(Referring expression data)
Segment Open

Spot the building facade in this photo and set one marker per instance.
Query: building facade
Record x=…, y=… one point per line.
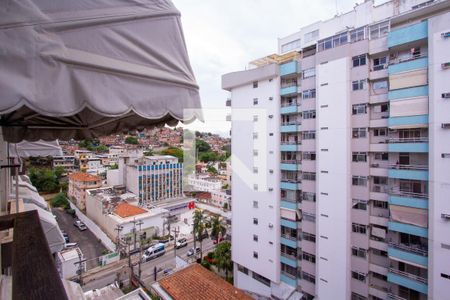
x=361, y=115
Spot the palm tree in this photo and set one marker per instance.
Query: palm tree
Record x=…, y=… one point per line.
x=222, y=255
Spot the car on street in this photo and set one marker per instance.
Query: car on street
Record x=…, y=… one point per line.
x=80, y=225
x=193, y=251
x=181, y=243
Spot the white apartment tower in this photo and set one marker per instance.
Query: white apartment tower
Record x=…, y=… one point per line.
x=341, y=184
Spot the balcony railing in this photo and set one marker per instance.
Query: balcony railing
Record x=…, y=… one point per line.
x=422, y=139
x=416, y=249
x=34, y=274
x=409, y=275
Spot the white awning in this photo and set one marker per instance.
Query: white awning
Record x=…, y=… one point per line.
x=81, y=69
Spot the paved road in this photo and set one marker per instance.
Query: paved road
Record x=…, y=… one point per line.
x=163, y=262
x=87, y=241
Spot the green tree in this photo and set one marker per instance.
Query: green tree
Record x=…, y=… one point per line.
x=222, y=255
x=131, y=140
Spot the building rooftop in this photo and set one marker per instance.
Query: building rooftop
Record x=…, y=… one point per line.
x=197, y=283
x=125, y=210
x=79, y=176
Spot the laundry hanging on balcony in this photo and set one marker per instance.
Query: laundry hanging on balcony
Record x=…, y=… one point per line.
x=81, y=69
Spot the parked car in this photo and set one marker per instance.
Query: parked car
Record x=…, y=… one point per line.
x=181, y=243
x=193, y=251
x=80, y=225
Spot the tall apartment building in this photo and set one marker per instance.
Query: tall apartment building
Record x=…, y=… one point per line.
x=356, y=157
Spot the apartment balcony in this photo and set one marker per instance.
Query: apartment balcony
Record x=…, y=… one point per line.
x=408, y=280
x=288, y=68
x=288, y=90
x=290, y=165
x=411, y=172
x=411, y=63
x=411, y=145
x=411, y=92
x=408, y=228
x=416, y=254
x=408, y=34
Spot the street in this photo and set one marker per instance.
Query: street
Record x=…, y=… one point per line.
x=87, y=241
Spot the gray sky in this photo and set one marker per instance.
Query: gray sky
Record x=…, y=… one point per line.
x=223, y=36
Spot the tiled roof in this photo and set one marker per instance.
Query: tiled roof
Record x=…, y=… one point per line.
x=80, y=176
x=197, y=283
x=125, y=210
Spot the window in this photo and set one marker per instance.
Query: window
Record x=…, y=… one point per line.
x=309, y=94
x=357, y=34
x=359, y=133
x=309, y=135
x=309, y=114
x=359, y=60
x=380, y=85
x=307, y=73
x=309, y=237
x=261, y=279
x=309, y=257
x=308, y=277
x=360, y=252
x=359, y=180
x=359, y=228
x=242, y=269
x=308, y=196
x=359, y=276
x=358, y=84
x=309, y=176
x=359, y=157
x=379, y=30
x=309, y=155
x=359, y=109
x=381, y=156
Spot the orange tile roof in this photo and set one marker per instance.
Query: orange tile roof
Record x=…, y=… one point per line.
x=80, y=176
x=125, y=210
x=197, y=283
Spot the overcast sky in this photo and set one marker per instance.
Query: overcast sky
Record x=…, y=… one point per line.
x=223, y=36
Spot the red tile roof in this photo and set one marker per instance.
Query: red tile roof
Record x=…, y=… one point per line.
x=197, y=283
x=125, y=210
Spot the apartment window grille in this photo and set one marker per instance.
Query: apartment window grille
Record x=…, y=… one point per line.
x=358, y=84
x=359, y=133
x=309, y=155
x=308, y=237
x=261, y=278
x=379, y=30
x=309, y=257
x=309, y=114
x=359, y=228
x=359, y=276
x=308, y=277
x=380, y=85
x=359, y=252
x=307, y=73
x=359, y=157
x=242, y=269
x=379, y=63
x=309, y=94
x=309, y=135
x=359, y=60
x=359, y=180
x=308, y=196
x=309, y=176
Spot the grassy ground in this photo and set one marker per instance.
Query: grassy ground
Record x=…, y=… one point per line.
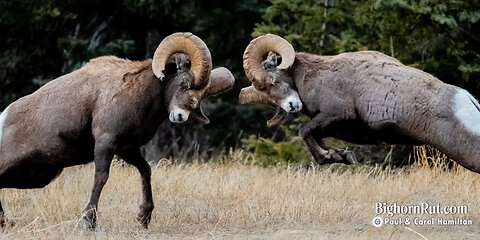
x=238, y=201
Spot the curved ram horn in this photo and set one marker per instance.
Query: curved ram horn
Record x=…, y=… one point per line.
x=191, y=45
x=221, y=80
x=256, y=50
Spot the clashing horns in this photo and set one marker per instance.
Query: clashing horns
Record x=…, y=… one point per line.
x=271, y=82
x=184, y=61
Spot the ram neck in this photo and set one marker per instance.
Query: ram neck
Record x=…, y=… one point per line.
x=303, y=73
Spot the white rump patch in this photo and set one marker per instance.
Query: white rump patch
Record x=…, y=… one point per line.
x=292, y=103
x=466, y=109
x=3, y=116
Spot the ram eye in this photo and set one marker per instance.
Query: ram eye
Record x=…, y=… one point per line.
x=193, y=102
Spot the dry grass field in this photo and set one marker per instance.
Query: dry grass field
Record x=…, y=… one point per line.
x=237, y=201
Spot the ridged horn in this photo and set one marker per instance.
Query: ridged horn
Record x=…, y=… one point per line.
x=221, y=80
x=189, y=44
x=256, y=50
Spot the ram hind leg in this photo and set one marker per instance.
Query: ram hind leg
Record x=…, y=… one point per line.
x=134, y=157
x=3, y=220
x=103, y=157
x=2, y=216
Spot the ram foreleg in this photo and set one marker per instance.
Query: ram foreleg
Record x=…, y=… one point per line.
x=321, y=153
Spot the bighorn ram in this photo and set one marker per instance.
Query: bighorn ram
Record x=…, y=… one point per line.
x=109, y=106
x=363, y=97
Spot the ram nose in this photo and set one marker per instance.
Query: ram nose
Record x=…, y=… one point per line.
x=178, y=115
x=292, y=104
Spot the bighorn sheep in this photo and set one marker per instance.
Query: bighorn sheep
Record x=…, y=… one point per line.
x=109, y=106
x=362, y=97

Segment Closed

The lines above starting at the one that contains "Spot the orange" and ending at the one that contains "Query: apartment window grille" must be transcribed exactly, and no other lines may appear.

Spot the orange tile roof in this photo and set one marker per instance.
Query: orange tile roof
Record x=…, y=… one point per line.
x=80, y=176
x=125, y=210
x=197, y=283
Spot the overcast sky in this photo and set one marker per instance.
Query: overcast sky
Record x=…, y=… one point per line.
x=223, y=36
Spot the red tile roof in this photo and set one marker per instance.
Query: red tile roof
Record x=…, y=… one point per line.
x=197, y=283
x=125, y=210
Spot the apartment window grille in this photo and set one marker per instance.
Query: apartment window grille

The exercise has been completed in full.